>> START Record list

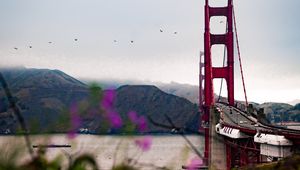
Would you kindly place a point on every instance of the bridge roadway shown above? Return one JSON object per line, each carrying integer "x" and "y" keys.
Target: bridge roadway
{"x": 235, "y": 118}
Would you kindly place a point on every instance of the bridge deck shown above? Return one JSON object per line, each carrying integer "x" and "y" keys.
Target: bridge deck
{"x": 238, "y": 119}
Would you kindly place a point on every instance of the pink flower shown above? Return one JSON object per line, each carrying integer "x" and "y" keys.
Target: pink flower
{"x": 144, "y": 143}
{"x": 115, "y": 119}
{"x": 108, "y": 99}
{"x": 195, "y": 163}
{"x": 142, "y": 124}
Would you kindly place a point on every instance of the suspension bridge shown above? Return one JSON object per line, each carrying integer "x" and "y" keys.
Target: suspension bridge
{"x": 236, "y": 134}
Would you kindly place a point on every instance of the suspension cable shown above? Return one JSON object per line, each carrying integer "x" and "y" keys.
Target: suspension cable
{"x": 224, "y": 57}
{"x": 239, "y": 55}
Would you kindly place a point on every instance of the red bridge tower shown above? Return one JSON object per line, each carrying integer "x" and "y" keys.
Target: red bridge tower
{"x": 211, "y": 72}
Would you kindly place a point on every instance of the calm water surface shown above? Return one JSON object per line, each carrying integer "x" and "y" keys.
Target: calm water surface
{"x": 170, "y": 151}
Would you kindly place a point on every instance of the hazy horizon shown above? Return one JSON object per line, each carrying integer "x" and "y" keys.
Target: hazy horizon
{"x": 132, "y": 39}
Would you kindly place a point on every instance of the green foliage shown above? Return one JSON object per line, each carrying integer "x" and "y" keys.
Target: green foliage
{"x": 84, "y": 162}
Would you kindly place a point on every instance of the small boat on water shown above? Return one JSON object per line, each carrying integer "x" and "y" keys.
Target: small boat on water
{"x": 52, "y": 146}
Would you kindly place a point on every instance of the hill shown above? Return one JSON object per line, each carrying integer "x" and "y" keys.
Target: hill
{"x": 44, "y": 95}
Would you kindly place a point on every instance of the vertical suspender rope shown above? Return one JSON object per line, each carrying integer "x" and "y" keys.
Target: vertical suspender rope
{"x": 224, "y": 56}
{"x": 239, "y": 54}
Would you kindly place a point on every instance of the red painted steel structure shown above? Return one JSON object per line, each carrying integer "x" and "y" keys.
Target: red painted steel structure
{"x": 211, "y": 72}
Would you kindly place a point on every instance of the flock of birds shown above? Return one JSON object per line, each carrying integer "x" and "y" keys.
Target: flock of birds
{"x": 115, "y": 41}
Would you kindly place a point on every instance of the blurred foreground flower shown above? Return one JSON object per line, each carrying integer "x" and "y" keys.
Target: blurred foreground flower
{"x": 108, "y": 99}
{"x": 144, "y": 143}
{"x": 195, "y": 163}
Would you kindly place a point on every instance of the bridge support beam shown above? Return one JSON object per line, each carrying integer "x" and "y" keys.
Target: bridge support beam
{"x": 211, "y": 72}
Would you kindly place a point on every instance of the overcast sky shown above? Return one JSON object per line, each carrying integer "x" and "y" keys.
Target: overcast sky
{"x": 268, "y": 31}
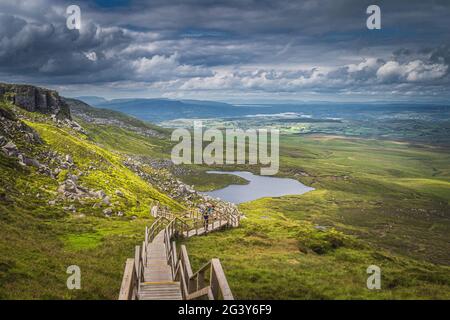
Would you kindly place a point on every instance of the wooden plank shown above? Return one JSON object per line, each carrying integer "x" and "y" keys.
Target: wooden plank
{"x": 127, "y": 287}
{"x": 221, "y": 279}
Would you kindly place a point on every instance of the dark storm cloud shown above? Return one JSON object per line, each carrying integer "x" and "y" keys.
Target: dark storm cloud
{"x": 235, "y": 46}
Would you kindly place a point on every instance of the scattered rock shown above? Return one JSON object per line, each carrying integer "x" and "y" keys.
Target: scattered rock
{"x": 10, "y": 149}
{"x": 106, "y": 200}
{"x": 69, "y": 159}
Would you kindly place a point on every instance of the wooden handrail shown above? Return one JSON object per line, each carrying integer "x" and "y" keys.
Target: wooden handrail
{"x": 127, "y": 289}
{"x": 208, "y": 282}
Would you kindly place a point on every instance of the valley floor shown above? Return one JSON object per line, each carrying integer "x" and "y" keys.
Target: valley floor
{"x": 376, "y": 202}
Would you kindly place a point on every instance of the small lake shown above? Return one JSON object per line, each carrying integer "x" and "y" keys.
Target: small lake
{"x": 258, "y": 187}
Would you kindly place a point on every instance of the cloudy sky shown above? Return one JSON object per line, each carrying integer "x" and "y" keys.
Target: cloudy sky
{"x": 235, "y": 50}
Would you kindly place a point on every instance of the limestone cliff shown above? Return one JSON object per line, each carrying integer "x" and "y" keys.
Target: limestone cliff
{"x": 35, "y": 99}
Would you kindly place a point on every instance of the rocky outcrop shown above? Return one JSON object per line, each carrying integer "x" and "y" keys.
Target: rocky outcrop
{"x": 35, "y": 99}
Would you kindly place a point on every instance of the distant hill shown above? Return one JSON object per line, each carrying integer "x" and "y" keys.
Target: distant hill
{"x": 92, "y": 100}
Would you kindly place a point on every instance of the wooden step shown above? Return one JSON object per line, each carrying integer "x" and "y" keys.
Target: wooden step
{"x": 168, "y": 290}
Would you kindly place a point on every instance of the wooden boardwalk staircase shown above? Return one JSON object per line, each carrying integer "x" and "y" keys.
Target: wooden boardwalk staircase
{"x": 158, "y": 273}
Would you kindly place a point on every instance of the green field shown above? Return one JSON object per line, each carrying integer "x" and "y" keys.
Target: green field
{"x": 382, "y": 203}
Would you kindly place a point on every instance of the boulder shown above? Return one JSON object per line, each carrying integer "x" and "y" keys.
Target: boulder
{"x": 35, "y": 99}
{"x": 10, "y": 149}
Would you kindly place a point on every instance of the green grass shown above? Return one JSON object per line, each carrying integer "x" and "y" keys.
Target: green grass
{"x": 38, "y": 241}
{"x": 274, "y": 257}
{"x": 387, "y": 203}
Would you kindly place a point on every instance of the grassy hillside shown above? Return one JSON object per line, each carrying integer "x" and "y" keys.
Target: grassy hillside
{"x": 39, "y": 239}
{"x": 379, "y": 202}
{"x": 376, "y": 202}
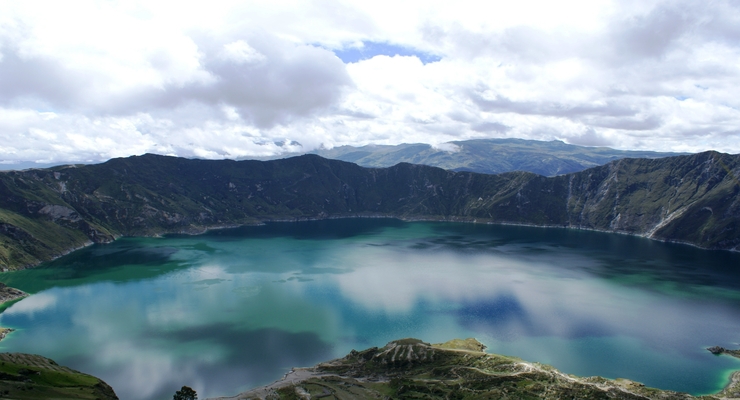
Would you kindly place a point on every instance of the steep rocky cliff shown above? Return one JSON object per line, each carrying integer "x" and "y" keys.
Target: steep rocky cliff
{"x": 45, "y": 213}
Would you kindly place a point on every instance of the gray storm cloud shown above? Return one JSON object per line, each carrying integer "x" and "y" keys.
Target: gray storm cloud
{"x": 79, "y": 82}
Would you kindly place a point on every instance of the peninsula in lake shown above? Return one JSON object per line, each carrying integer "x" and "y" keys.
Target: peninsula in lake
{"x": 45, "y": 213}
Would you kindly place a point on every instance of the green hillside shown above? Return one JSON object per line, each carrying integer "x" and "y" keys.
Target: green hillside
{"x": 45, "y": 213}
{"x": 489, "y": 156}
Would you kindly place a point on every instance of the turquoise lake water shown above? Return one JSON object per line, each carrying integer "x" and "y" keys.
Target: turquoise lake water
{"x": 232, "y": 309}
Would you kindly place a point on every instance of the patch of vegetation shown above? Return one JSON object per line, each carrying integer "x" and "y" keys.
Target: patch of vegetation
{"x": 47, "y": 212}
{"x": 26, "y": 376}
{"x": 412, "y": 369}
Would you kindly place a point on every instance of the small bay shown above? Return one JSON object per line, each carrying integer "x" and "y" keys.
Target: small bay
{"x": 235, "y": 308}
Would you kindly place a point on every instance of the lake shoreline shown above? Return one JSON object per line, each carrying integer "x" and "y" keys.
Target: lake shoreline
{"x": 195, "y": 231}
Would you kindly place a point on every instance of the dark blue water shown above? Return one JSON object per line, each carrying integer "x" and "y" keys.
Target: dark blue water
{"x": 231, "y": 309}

>> END Record list

Request
Edit the rows starting at the line with "the dark blue" and ending at the last row: swap "dark blue water" for "deep blue water" and keep everything else the same.

Written answer
Would you kindly place a point on every instance of the deep blue water shown above? Return one JSON object per line, each carrying integer "x" and "y" keys.
Target: deep blue water
{"x": 231, "y": 309}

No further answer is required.